Data records:

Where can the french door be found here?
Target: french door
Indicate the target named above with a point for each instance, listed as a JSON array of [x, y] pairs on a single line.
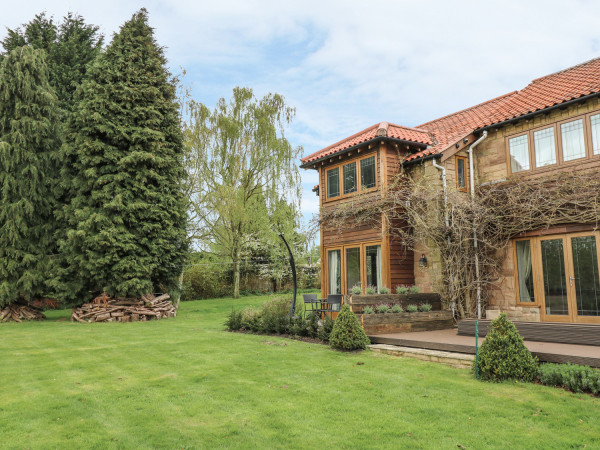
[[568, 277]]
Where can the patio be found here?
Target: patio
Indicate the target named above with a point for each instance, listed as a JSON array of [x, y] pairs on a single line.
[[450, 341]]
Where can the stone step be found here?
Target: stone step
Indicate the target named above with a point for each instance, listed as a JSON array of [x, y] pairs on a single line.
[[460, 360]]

==

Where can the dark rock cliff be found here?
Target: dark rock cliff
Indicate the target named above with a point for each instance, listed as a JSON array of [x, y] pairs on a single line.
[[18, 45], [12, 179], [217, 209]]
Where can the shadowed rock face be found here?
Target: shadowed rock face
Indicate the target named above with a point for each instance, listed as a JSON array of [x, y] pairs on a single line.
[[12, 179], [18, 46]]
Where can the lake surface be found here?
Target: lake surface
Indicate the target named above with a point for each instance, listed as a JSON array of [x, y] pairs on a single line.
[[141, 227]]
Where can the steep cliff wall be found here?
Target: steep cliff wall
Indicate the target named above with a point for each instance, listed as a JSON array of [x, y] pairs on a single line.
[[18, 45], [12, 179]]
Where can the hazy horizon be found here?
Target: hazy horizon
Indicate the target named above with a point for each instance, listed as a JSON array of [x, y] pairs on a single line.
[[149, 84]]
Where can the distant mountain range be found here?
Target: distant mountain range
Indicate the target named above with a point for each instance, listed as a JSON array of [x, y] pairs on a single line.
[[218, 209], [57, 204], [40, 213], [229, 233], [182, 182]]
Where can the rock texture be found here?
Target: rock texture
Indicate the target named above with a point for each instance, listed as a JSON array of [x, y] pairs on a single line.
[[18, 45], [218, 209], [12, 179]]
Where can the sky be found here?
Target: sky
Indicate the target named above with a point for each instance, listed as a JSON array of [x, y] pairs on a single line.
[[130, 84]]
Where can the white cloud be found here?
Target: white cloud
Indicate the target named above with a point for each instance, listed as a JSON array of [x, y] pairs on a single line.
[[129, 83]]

==

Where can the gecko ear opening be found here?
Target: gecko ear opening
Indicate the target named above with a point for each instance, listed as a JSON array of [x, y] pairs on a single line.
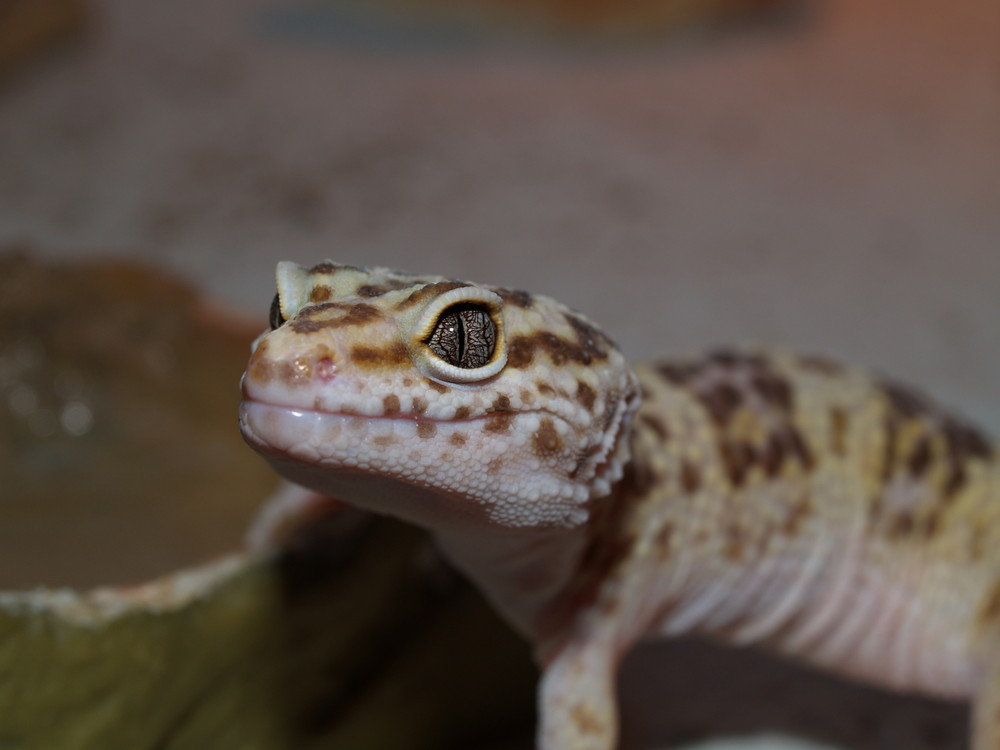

What you need to do:
Please count the lines in the material above that hold the word "surface", and give only the total.

Result of this exercise:
2